» **Data for processing**:
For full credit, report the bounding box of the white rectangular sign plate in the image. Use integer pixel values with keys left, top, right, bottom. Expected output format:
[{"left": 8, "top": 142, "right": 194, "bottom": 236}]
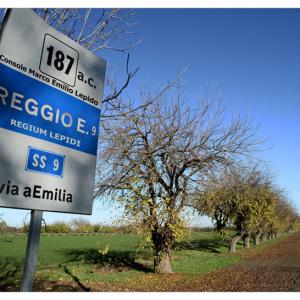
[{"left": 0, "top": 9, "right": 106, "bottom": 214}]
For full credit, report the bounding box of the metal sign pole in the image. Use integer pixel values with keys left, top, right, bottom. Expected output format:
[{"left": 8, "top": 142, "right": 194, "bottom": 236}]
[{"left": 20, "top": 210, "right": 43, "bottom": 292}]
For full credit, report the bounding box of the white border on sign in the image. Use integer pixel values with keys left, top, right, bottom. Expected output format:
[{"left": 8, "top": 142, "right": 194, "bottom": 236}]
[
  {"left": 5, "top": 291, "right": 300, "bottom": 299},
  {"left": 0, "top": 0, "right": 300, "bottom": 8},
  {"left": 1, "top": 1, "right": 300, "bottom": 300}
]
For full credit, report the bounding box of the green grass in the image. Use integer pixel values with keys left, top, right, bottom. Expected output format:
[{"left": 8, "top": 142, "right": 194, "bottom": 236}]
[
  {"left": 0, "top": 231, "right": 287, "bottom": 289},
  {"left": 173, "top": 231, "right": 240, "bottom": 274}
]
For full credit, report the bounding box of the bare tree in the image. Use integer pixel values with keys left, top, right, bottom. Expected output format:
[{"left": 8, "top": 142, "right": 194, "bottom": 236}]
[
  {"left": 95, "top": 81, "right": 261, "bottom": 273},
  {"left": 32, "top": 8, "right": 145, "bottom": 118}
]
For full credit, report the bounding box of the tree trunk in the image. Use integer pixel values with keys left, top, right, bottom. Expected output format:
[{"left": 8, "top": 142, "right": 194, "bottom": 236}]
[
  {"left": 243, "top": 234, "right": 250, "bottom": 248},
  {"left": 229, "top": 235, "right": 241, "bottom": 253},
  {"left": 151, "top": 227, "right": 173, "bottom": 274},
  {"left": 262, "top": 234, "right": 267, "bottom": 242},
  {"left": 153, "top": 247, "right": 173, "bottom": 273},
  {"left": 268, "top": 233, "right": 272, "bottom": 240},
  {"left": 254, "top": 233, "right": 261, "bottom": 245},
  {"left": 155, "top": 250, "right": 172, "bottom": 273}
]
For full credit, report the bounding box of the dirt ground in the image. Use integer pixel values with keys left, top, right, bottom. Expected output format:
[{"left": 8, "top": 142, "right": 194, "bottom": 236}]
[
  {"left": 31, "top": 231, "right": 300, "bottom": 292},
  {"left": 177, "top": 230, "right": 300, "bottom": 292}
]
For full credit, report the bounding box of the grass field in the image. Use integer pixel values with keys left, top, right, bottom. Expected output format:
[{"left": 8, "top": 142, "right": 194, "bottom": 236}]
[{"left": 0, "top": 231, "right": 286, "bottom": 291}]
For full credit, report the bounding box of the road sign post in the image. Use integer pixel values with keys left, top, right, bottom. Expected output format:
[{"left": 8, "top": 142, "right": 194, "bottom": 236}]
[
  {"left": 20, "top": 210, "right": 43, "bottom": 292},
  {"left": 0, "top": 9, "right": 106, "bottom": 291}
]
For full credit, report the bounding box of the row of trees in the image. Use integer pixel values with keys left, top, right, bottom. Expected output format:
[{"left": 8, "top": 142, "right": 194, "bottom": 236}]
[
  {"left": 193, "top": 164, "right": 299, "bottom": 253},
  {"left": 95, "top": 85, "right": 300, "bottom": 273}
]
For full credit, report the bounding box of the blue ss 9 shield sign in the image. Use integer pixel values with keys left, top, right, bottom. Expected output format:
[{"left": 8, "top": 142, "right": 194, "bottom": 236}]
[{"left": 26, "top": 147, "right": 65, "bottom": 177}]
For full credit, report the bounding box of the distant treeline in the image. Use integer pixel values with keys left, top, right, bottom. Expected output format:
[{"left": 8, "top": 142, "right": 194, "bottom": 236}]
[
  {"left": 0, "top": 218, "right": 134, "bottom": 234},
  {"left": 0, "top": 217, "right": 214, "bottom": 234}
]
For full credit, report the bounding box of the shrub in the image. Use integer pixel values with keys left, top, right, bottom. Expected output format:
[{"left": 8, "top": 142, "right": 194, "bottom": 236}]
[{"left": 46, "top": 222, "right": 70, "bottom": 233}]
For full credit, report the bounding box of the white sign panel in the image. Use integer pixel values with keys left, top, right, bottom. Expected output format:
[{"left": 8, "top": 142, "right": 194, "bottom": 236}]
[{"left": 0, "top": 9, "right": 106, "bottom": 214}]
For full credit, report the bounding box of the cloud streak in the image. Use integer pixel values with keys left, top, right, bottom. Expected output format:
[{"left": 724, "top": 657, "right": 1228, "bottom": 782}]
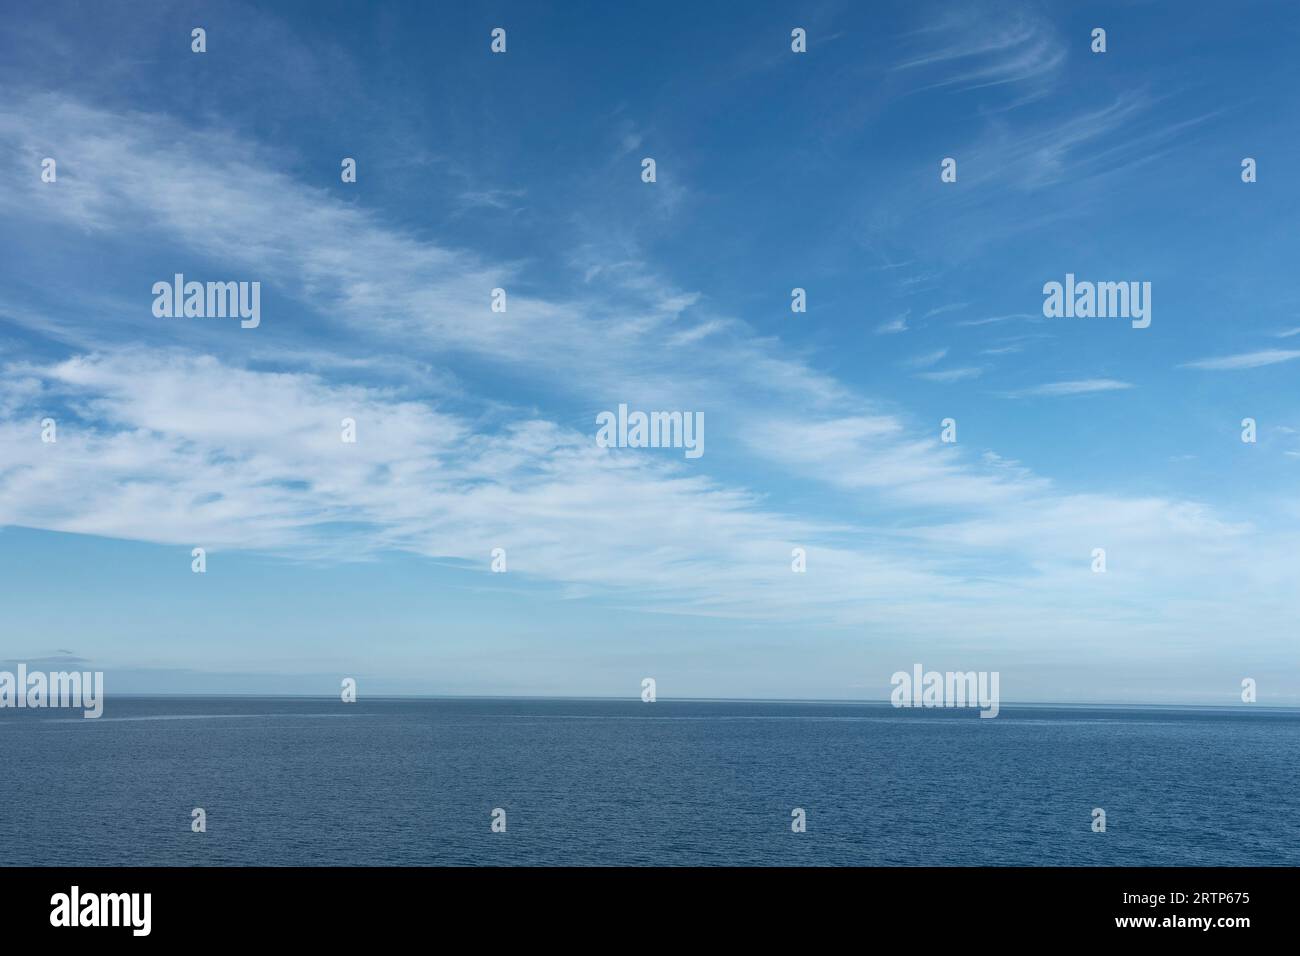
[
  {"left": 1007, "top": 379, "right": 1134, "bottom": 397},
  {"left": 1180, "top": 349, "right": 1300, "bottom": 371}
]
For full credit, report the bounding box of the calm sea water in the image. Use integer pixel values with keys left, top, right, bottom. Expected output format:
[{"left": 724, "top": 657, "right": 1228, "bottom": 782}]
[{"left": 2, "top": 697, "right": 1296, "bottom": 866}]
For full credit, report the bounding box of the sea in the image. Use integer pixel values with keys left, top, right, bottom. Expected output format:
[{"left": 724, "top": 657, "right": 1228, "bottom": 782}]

---

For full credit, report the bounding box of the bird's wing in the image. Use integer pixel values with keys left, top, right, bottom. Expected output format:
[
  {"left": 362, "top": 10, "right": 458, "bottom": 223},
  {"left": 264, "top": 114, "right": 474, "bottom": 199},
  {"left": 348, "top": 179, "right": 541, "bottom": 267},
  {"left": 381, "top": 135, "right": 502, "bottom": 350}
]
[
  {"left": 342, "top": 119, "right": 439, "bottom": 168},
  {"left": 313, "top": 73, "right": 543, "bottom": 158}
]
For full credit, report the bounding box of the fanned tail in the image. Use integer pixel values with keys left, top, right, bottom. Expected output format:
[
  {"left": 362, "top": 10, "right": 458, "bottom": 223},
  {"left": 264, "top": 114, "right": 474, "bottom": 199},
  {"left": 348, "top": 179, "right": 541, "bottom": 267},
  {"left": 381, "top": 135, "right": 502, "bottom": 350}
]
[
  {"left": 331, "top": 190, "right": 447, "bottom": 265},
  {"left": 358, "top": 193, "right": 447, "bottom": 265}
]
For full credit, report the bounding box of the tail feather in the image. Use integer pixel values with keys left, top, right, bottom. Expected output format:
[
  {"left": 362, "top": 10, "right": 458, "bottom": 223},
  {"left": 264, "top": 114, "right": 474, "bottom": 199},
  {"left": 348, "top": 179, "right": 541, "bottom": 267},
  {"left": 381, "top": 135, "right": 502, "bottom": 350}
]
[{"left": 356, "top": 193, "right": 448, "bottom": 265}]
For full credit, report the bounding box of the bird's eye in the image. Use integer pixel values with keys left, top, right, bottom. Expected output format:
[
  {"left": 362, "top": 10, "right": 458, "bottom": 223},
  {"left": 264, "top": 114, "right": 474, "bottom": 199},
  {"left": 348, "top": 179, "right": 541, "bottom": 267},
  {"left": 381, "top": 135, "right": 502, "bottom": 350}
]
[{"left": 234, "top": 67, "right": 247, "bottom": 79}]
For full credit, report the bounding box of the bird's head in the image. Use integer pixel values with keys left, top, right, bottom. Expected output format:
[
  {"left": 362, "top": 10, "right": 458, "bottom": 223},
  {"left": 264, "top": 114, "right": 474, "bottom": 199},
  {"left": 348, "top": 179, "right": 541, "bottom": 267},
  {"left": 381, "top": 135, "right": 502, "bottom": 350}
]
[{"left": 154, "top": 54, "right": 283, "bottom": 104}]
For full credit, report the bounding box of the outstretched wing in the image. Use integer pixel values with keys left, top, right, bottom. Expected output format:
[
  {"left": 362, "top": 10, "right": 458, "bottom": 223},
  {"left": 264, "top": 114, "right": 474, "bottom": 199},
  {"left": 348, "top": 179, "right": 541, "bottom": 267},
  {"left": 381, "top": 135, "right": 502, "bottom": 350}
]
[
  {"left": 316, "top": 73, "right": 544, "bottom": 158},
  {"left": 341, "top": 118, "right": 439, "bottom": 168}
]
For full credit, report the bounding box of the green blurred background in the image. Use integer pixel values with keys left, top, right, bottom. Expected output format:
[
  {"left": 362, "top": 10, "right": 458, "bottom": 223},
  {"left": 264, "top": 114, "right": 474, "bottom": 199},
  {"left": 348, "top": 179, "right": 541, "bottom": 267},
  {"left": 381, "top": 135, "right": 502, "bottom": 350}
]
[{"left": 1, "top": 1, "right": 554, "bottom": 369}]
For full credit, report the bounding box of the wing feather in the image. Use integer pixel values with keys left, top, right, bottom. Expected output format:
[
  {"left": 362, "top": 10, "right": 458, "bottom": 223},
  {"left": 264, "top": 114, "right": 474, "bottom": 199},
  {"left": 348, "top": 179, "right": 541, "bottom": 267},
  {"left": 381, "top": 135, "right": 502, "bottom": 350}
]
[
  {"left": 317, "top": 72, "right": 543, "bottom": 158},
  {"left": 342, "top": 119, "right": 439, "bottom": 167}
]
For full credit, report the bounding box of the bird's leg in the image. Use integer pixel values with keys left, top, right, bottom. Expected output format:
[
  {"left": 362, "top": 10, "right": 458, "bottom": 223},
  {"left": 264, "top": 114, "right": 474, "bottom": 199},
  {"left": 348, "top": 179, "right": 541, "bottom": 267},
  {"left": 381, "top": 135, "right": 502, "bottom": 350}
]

==

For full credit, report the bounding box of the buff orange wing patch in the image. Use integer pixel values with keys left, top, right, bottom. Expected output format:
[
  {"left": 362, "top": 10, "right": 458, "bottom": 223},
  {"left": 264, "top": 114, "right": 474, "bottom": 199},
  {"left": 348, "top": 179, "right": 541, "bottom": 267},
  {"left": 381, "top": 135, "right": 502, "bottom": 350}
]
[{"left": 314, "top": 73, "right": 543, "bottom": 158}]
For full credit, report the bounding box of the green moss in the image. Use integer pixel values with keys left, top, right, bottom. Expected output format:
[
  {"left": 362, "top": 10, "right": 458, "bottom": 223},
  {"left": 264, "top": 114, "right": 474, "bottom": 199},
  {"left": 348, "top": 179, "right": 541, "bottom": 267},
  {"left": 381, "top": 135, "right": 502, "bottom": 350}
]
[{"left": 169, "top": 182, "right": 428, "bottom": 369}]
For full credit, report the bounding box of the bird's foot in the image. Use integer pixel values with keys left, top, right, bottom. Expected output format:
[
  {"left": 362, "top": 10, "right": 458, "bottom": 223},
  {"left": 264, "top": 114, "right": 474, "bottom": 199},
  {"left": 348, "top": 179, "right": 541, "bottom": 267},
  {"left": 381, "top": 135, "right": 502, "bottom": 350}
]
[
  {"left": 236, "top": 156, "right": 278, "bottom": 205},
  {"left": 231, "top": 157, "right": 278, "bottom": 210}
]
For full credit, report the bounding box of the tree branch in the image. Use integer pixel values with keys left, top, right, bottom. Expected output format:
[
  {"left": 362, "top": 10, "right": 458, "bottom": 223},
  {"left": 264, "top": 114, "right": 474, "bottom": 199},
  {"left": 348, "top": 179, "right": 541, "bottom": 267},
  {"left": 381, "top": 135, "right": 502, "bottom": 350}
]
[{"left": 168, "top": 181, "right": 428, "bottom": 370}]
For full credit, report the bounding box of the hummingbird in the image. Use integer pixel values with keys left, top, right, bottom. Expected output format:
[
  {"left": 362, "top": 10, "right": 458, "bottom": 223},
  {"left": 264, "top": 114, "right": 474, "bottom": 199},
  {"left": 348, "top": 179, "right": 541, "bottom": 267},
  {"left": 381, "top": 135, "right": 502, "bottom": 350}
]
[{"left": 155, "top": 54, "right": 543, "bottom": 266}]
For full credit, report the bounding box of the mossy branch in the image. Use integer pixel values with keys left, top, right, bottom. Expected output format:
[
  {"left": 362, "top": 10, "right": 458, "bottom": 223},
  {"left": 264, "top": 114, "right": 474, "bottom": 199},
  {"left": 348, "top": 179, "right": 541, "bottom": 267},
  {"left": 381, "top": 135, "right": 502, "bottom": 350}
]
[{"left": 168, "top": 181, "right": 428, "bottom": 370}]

» **Problem details**: In the records above, how many lines contain the string "feather"? Reply with the number only.

» **Worked solution**: 2